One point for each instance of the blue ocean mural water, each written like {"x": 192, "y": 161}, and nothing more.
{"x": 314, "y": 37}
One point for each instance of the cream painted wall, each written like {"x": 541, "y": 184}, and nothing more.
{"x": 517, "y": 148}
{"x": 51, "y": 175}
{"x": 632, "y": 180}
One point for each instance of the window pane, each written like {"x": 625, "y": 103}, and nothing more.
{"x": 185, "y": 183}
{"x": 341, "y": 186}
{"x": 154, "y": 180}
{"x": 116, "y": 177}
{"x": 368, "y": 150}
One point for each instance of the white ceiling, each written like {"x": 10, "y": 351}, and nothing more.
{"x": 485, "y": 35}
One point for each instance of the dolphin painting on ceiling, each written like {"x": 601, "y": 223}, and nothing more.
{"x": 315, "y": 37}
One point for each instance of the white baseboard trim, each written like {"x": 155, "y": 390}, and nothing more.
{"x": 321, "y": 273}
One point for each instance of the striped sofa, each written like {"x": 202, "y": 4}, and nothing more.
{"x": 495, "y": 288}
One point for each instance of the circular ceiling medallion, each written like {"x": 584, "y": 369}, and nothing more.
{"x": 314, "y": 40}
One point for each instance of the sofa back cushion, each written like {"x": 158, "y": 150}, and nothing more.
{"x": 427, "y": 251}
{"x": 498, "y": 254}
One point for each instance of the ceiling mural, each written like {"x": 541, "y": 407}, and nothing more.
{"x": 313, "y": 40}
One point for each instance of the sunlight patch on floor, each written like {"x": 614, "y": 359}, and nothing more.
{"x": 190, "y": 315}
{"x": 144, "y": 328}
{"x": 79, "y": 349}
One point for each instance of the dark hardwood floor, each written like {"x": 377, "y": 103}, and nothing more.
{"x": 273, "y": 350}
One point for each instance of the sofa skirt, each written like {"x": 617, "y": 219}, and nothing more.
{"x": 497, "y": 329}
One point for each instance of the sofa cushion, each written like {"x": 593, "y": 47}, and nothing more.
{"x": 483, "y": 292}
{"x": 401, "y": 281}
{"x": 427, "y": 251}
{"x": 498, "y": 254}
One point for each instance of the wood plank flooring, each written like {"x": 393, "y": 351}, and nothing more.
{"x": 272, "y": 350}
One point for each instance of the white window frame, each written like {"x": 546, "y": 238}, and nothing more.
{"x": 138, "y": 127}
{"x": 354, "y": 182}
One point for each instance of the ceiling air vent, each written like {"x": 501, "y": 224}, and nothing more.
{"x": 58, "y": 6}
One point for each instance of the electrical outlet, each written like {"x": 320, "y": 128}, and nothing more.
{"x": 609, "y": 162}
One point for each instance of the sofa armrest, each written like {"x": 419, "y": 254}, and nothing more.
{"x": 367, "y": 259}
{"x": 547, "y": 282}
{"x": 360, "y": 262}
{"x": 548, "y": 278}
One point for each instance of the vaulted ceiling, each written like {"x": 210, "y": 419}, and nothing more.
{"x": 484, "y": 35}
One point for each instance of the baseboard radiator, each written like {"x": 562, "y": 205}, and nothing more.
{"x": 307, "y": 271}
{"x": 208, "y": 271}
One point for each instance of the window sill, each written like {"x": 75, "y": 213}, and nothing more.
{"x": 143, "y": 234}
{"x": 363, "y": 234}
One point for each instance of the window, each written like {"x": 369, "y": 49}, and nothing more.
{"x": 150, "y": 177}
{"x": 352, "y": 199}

· · ·

■ PROBLEM TO WORK ON ■
Please write out all of the items above again, word for word.

■ COMPLETED TASK ■
One point for each instance of the blue ocean mural water, each written like {"x": 192, "y": 161}, and nothing more.
{"x": 314, "y": 37}
One point for each instance of the cream painted wall, each written like {"x": 541, "y": 184}, and nothing more.
{"x": 517, "y": 148}
{"x": 51, "y": 175}
{"x": 632, "y": 180}
One point for each instance of the window pane, each written like {"x": 625, "y": 103}, and nothing more.
{"x": 185, "y": 183}
{"x": 341, "y": 186}
{"x": 154, "y": 180}
{"x": 116, "y": 177}
{"x": 368, "y": 150}
One point for each instance of the white ceiling, each written like {"x": 10, "y": 351}, and nothing more.
{"x": 485, "y": 35}
One point for each instance of the dolphin painting on ceiling, each written like {"x": 601, "y": 223}, and nothing more.
{"x": 315, "y": 37}
One point for each instance of the white baseboard trim, each written like {"x": 155, "y": 390}, and nothing more.
{"x": 321, "y": 273}
One point for each instance of the striped sofa, each written like {"x": 202, "y": 4}, and nothing more.
{"x": 495, "y": 288}
One point for each instance of the circular ceiling medallion, each written like {"x": 584, "y": 369}, and nothing more.
{"x": 314, "y": 40}
One point for each instance of the sofa back cushion, each written like {"x": 158, "y": 150}, and nothing more.
{"x": 427, "y": 251}
{"x": 498, "y": 254}
One point for each instance of the ceiling mural, each written like {"x": 541, "y": 407}, and nothing more.
{"x": 313, "y": 40}
One point for each instance of the sunlight patch on floor, each written like {"x": 614, "y": 359}, and nothing more.
{"x": 190, "y": 315}
{"x": 144, "y": 328}
{"x": 79, "y": 349}
One point for each instance of the dark hardwood floor, each written like {"x": 377, "y": 103}, and nothing more.
{"x": 273, "y": 350}
One point for each instance of the sofa skirt, each written like {"x": 617, "y": 219}, and nothing more.
{"x": 497, "y": 329}
One point for each instance of the sofa cushion, each written like {"x": 593, "y": 47}, and nothing more.
{"x": 483, "y": 292}
{"x": 401, "y": 281}
{"x": 427, "y": 251}
{"x": 498, "y": 254}
One point for each instance of the wood plank flooring, each written like {"x": 393, "y": 351}, and nothing more.
{"x": 272, "y": 350}
One point for each instance of the white window frame, each written like {"x": 546, "y": 238}, and nothing more.
{"x": 138, "y": 127}
{"x": 354, "y": 182}
One point for each instance of the ceiling air vent, each written like {"x": 501, "y": 224}, and nothing more.
{"x": 58, "y": 6}
One point for each instance of the electrical outlet, each written like {"x": 320, "y": 128}, and nothing more.
{"x": 609, "y": 162}
One point for each instance of the sofa armrest, each written like {"x": 419, "y": 254}, and nothing more.
{"x": 367, "y": 259}
{"x": 547, "y": 282}
{"x": 360, "y": 262}
{"x": 548, "y": 278}
One point for each instance of the vaulted ceiling, each written like {"x": 210, "y": 419}, and nothing more.
{"x": 484, "y": 35}
One point for each instance of the baseboard radiator, each written like {"x": 562, "y": 205}, and nothing more.
{"x": 307, "y": 271}
{"x": 208, "y": 271}
One point for each instance of the window sill, each written like {"x": 75, "y": 213}, and nothing more.
{"x": 143, "y": 234}
{"x": 363, "y": 234}
One point for each instance of the window, each written like {"x": 369, "y": 49}, and nothing more.
{"x": 150, "y": 177}
{"x": 352, "y": 199}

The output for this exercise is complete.